--- Supplied text ---

NEWS

Portland fined over Salamonie fish kill

Seth Slabaugh
The Star Press
A discharge of untreated sewage into Salamonie River at Portland killed more than 10,000 fish last summer.

PORTLAND — Despite spending about $8.5 million on sewage treatment improvements since 2013, the city of Portland is being fined for discharging pollutants into the Salamonie River in violation of its Clean Water Act permit.

Last summer, the city discharged untreated wastewater and raw sewage into the river that resulted in a fish kill. It also failed to fax a report of the discharge to the state within 24 hours and also failed to provide the state a written report of the incident within five days.

"The dead fish smell along with the sewage in the stream made the smell overwhelming at times," conservation officer Rick Garringer, who waded in the river, said in an incident report dated Sept. 2.

In addition, from March of 2012 through November of 2014, the city's wastewater treatment plant effluent exceeded permit limitations for dissolved oxygen, ammonia, total suspended solids, chlorine, and E. coli bacteria.

While the state called it a fish kill, Portland Mayor Randy Geesaman told The Star Press on Monday that "a bunch of minnows" died.

---

--- Tasks to carry out ---
1. Summarize the article on the Portland fine in two sentences.
2. Print the passage of the article on the Portland fine starting with "Seth Slabaugh" and going on through "within five days.".

--- Data excerpts ---

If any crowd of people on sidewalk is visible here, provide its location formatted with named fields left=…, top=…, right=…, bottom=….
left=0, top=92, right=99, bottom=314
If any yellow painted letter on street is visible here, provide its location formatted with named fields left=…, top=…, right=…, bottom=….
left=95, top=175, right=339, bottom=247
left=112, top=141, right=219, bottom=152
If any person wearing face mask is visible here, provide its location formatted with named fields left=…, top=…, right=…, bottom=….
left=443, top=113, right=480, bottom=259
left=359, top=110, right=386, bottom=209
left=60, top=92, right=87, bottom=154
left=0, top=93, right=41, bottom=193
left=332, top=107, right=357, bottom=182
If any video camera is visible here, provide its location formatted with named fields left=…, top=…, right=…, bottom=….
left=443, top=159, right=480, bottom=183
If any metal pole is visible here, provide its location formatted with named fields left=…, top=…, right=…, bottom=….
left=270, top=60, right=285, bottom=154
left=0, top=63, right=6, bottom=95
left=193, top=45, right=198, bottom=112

---
--- Data excerpts ---

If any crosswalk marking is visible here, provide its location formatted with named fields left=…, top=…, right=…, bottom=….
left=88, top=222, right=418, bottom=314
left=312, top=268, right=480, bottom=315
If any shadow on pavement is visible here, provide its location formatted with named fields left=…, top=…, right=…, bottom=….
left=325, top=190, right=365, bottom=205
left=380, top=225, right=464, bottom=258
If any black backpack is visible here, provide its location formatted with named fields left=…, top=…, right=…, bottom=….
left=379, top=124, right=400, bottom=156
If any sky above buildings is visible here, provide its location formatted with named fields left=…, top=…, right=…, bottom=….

---

--- Answers by task ---
1. Although Portland has spent about $8.5 million on sewage treatment improvements since 2013, the city is being fined for discharging pollutants into the Salamonie River in violation of its Clean Water Act permit, including untreated wastewater and raw sewage last summer that killed more than 10,000 fish. The city also failed to report that discharge to the state on time, and from March 2012 through November 2014 its treatment plant effluent exceeded permit limits for dissolved oxygen, ammonia, total suspended solids, chlorine, and E. coli bacteria.

2.
Seth Slabaugh
The Star Press
A discharge of untreated sewage into Salamonie River at Portland killed more than 10,000 fish last summer.

PORTLAND — Despite spending about $8.5 million on sewage treatment improvements since 2013, the city of Portland is being fined for discharging pollutants into the Salamonie River in violation of its Clean Water Act permit.

Last summer, the city discharged untreated wastewater and raw sewage into the river that resulted in a fish kill. It also failed to fax a report of the discharge to the state within 24 hours and also failed to provide the state a written report of the incident within five days.